▶ Written task
Rewrite the listing below with every "Annotate" replaced by "Mark" and all else unchanged. Leave the pictures out.

##### Data lines

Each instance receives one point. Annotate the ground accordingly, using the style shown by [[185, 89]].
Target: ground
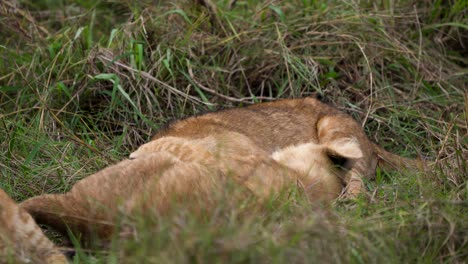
[[83, 83]]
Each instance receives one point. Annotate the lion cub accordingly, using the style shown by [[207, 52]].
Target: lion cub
[[264, 147], [21, 240]]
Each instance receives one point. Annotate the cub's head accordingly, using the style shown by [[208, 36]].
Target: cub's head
[[321, 168]]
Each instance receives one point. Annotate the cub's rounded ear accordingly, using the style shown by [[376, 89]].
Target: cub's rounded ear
[[344, 147]]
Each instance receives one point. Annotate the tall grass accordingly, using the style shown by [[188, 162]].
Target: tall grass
[[83, 83]]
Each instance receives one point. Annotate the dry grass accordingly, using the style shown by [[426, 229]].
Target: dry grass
[[83, 83]]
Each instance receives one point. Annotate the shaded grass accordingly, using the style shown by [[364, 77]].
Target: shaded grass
[[109, 75]]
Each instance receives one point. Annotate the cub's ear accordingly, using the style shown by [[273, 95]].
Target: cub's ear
[[344, 147]]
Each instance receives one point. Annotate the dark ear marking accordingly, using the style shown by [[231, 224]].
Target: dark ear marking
[[337, 160]]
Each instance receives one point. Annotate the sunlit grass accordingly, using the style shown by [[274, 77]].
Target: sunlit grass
[[110, 74]]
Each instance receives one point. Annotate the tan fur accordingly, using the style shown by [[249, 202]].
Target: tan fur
[[21, 240], [265, 148]]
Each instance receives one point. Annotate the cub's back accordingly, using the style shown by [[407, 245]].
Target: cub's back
[[271, 125]]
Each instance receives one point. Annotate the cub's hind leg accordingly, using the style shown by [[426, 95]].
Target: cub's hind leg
[[91, 206], [21, 240]]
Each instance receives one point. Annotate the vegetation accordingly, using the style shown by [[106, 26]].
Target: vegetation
[[83, 83]]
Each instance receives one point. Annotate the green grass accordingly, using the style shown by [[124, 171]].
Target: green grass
[[83, 83]]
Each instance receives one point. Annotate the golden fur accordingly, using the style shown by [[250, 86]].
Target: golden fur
[[263, 147], [21, 240]]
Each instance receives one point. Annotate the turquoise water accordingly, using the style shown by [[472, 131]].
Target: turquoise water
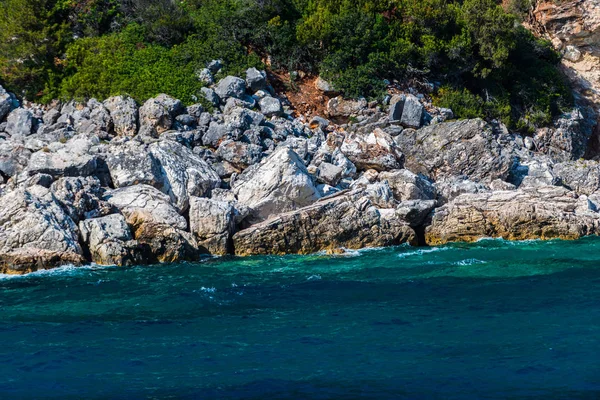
[[490, 320]]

##########

▶ Answer to this exercise
Each instance receives one point. Mark the ground accordingly, using the style shown by [[185, 89]].
Target: ground
[[83, 83]]
Each instance receives one point. Mark the lion cub accordingly, using the style shown by [[207, 52]].
Target: lion cub
[[264, 147], [21, 240]]
Each instance receives one point. Mark the cub's head accordingly, using the style shown by [[208, 36]].
Target: cub's head
[[321, 168]]
Each instance receives one point. Mark the cub's rounded ear accordingly, using the style shown by [[376, 89]].
Target: cub's rounded ear
[[344, 147]]
Each instance receives one point. Mark the tall grass accordingly, using the style shown by [[188, 162]].
Target: tall grass
[[83, 83]]
Each instance receives one point. Mark the dry grass accordingly, using the style shown by [[426, 229]].
Target: dry grass
[[83, 83]]
Each instance receives one point. Mark the shaded grass accordingly, using the style shown by [[364, 77]].
Target: shaded grass
[[109, 75]]
Each instance receives one point. Mark the cub's ear accordingly, using the style shown by [[273, 95]].
Target: cub's ear
[[344, 147]]
Each instance receives one point. Mark the dark ear marking accordingly, using the style shown by [[231, 224]].
Target: dark ear marking
[[337, 160]]
Each instance receives one point. Mark the sunlit grass accordingly, using the style shown by [[274, 77]].
Target: sunlit grass
[[110, 74]]
Each instance receives one point. Mark the tan fur accordingly, using the style shown by [[249, 202]].
Target: tan fur
[[21, 240], [265, 148]]
Each instance receives one point. Mark the cub's back accordingly, using the style shown by [[407, 245]].
Target: cub's back
[[271, 125]]
Each instance receives one point. Mark the cub's hind leg accordingly, using the style shown by [[426, 95]].
Target: cub's hind leg
[[91, 206], [21, 240]]
Each instance receives one point. Mark the vegetation accordingly, using the style shown by [[106, 26]].
Target: vegetation
[[83, 83]]
Each instance receives one point. Mark the green grass accordingly, using the style shown by [[124, 171]].
Target: green grass
[[83, 83]]
Each instance receives one point. Mark the golden fur accordingly, using the style shown by [[250, 86]].
Target: golden fur
[[263, 147], [21, 240]]
Each instance receives one point. Mark the turquoise water accordingly, using the style shown by [[472, 131]].
Target: turquoise water
[[490, 320]]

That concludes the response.